#### DATASET EXCERPTS

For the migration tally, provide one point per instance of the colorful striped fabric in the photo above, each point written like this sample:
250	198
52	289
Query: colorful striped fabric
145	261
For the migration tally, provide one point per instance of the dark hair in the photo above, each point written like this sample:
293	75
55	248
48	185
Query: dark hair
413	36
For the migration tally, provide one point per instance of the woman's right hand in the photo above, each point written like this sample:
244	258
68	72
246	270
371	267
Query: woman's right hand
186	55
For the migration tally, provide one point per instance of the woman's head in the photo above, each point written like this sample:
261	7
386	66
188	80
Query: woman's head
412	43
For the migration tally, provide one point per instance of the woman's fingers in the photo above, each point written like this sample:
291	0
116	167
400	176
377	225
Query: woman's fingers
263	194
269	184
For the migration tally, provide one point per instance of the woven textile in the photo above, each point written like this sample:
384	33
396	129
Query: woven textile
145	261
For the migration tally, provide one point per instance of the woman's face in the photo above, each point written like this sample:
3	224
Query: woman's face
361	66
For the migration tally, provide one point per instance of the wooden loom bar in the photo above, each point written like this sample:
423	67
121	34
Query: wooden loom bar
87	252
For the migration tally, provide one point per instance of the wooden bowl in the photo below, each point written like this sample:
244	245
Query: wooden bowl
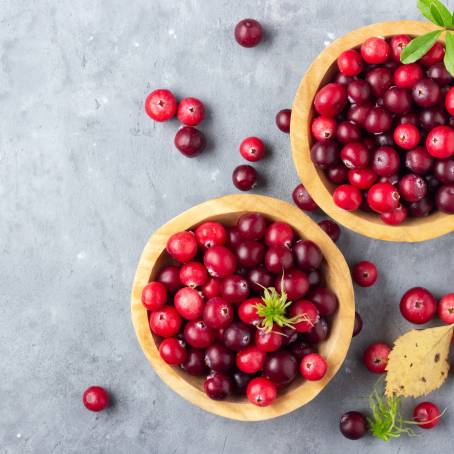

########

# EXERCISE DESCRIPTION:
Give only the number of lines in the records above that contain the string "head".

# EXERCISE RESULT:
2